§ **Required work**:
Repeat word for word the part of the entries that begins with the line containing "# test: point at every instance of the forearm, one" and runs through the end of the entries, including both the first and last lines.

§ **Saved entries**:

* * *

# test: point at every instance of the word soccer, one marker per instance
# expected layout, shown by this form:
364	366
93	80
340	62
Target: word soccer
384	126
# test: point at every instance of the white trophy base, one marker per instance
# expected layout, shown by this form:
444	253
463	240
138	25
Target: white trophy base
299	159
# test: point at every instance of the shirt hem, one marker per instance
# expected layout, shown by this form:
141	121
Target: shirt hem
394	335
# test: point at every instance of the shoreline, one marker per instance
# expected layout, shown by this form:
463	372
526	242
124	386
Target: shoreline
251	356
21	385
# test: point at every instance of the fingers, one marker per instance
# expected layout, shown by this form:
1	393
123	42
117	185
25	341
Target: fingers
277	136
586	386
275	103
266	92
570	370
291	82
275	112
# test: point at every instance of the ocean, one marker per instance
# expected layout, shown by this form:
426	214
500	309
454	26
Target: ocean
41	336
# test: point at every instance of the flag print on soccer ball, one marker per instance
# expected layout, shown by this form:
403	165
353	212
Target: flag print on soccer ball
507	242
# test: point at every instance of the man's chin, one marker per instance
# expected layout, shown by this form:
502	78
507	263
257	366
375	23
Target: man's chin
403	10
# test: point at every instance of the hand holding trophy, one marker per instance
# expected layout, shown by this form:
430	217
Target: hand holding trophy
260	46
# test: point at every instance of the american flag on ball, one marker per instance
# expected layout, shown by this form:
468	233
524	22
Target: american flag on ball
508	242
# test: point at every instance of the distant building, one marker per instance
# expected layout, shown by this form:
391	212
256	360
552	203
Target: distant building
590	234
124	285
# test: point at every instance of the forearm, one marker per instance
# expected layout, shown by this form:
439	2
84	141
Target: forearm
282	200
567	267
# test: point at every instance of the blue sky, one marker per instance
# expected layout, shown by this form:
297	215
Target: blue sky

* * *

§ **Worked answer**:
# test: point at every instance of the forearm, one marker per instance
# expected layout, shown by this form:
439	2
84	141
Target: forearm
282	200
567	267
# test: point at every instance of the blue sky, one marker per instance
# expected layout, shown by this form:
297	215
Target: blue sky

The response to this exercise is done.